THE REQUEST
Pick out every line in the rows below that contains the word "grateful", and copy each of those lines in full.

EXERCISE DATA
· · · · · · ·
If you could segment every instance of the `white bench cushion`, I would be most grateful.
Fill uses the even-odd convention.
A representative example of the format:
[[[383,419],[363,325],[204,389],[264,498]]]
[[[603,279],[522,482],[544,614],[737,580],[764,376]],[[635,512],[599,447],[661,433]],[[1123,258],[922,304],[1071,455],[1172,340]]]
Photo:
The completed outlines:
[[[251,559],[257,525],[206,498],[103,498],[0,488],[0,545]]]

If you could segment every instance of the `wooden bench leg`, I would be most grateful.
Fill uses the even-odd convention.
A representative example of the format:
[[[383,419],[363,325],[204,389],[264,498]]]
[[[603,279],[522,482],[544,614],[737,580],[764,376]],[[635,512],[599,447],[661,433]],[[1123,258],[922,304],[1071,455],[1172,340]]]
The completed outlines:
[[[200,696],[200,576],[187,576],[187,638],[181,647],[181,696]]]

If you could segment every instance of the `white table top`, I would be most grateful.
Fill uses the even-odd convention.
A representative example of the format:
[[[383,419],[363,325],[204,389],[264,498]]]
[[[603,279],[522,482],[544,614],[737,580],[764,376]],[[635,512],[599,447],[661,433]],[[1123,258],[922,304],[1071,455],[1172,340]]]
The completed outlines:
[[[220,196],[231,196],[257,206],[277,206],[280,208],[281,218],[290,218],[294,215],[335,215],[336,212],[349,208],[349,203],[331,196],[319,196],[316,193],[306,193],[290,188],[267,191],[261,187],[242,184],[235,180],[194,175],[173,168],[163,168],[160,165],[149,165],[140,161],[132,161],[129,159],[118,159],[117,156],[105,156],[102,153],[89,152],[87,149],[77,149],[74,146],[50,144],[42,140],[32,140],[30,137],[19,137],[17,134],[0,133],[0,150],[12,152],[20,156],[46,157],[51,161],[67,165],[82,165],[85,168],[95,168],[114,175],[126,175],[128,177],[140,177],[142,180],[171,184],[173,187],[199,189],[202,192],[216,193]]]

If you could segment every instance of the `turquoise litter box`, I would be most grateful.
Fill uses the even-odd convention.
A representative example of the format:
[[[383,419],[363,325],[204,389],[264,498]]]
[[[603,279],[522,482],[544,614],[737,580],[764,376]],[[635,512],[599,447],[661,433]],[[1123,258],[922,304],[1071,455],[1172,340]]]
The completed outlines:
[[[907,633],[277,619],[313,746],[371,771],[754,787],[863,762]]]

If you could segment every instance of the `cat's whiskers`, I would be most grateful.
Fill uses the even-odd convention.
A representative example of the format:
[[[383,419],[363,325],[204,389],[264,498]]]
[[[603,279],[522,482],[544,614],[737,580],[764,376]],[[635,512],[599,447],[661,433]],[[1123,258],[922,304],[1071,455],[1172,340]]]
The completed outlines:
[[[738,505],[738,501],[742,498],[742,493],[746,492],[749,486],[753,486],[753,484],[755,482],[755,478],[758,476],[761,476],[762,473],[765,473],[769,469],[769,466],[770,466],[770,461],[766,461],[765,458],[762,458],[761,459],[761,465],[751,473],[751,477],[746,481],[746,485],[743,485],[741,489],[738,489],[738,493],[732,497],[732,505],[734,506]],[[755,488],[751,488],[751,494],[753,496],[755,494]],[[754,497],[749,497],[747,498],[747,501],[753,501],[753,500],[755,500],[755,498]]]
· · · · · · ·
EXERCISE RESPONSE
If you could segment every instance of the `white bench cushion`, I would be most grateful.
If you could segment every instance of the `wooden bench leg`, I would be most grateful.
If you could segment every instance of the `white table top`, I would be most grateful.
If you could segment every instance of the `turquoise litter box`, I would be most grateful.
If you could segment every instance of the `cat's whiskers`, I would be most grateful.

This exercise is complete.